── RECORDS FOR PROCESSING

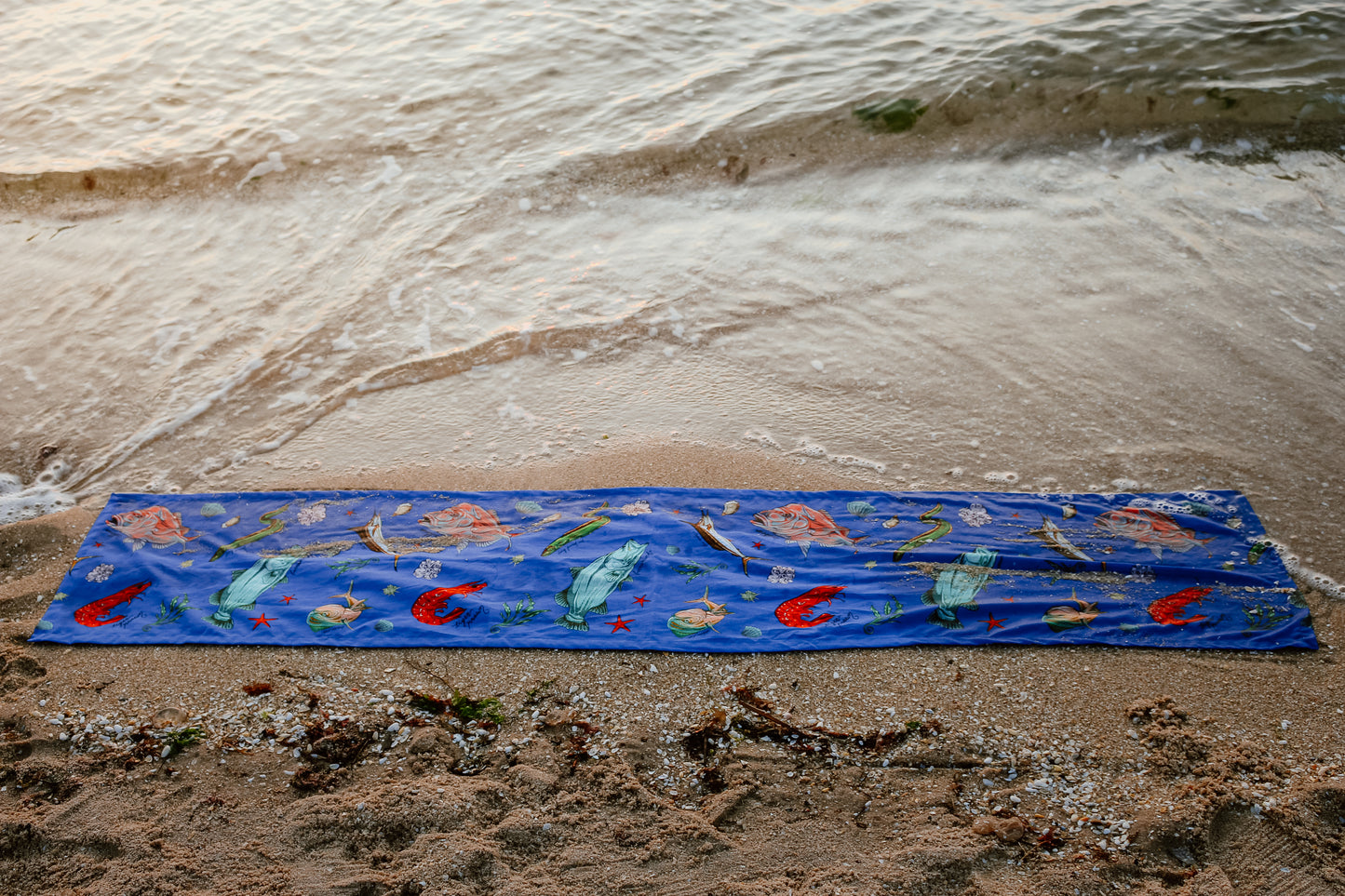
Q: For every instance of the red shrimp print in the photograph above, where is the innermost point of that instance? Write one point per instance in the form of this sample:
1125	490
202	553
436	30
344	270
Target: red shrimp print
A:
96	614
431	606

────

* [TASK INSTRUCTIONS] Give the records again exactly, pictures left out.

* [SOLUTION]
Q: For every instance of the red shrimp print in the photograph above, where is the innermost point of that instance? Write one point per instance in the form of this sample:
1125	490
202	553
436	30
344	270
Target: red shrimp print
A:
96	614
431	606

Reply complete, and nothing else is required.